- **Exercise requirements**: Copy exactly the lines from the one containing "Target: humvee rear wheel" through the last line of the records, both included, and nothing more.

Raw records:
--- begin ---

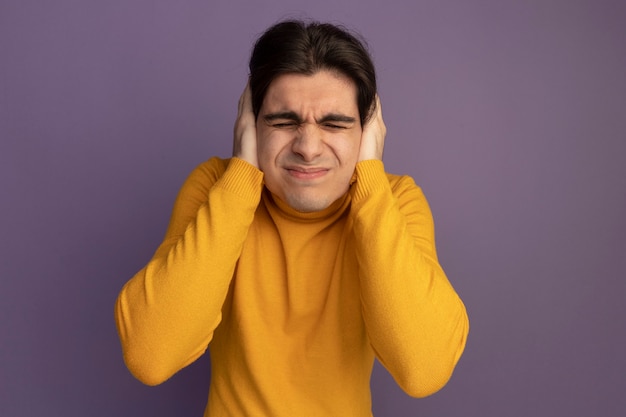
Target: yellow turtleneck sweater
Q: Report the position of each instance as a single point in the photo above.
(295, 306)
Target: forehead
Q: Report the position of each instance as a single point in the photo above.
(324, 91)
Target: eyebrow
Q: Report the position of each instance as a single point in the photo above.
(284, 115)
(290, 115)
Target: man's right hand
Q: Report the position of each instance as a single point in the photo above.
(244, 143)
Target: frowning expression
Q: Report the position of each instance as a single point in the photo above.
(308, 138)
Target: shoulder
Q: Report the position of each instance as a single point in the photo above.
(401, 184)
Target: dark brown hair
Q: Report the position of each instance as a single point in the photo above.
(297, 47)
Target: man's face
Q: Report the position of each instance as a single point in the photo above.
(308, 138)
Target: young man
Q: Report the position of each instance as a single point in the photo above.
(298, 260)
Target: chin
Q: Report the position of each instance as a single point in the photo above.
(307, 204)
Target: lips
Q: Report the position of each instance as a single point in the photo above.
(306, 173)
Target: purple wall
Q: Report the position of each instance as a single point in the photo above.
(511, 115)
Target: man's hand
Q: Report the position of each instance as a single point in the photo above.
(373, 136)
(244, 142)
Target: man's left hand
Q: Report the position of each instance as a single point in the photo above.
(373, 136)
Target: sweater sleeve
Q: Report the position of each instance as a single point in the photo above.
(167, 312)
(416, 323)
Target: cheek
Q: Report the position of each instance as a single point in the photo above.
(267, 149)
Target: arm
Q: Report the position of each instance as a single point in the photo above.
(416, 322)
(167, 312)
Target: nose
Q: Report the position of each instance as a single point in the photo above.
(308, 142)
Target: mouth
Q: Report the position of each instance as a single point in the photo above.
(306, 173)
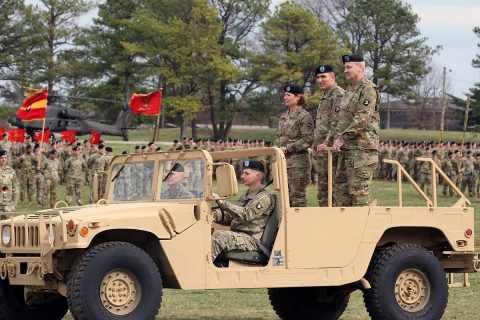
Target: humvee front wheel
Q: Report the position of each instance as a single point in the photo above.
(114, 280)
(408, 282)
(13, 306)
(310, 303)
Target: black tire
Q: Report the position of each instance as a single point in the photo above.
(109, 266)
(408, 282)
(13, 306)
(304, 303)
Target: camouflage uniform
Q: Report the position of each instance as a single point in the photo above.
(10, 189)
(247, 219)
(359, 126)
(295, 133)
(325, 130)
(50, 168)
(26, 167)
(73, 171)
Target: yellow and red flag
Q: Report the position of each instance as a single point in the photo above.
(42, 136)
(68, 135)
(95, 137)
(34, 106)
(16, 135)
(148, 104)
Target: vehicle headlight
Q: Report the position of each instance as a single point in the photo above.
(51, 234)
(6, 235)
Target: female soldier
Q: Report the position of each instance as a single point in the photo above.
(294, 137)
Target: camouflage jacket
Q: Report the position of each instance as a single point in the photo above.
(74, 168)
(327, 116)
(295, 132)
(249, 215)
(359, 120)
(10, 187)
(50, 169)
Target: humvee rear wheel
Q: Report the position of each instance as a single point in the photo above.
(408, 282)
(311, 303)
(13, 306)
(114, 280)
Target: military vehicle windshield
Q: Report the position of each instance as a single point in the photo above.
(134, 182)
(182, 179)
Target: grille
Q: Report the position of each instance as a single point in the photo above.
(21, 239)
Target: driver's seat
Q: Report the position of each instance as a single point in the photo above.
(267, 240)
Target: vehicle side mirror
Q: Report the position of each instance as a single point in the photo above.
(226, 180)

--- end ---

- **Full answer**:
Target: humvee rear wheel
Q: Report the position of each instance as a single point in the photo above.
(408, 282)
(311, 303)
(13, 306)
(114, 280)
Target: military vehicle windshield
Q: Report the position of each instance as a single point in the photo above.
(134, 182)
(182, 179)
Target: grille
Q: Report the position of each instance as a single point in the photo above.
(21, 239)
Target: driver's seat
Q: Report the position of each instance as a single point in the photo above.
(267, 240)
Target: vehicle side mirror
Q: Report the position of each instance as a single point in the photo above.
(226, 180)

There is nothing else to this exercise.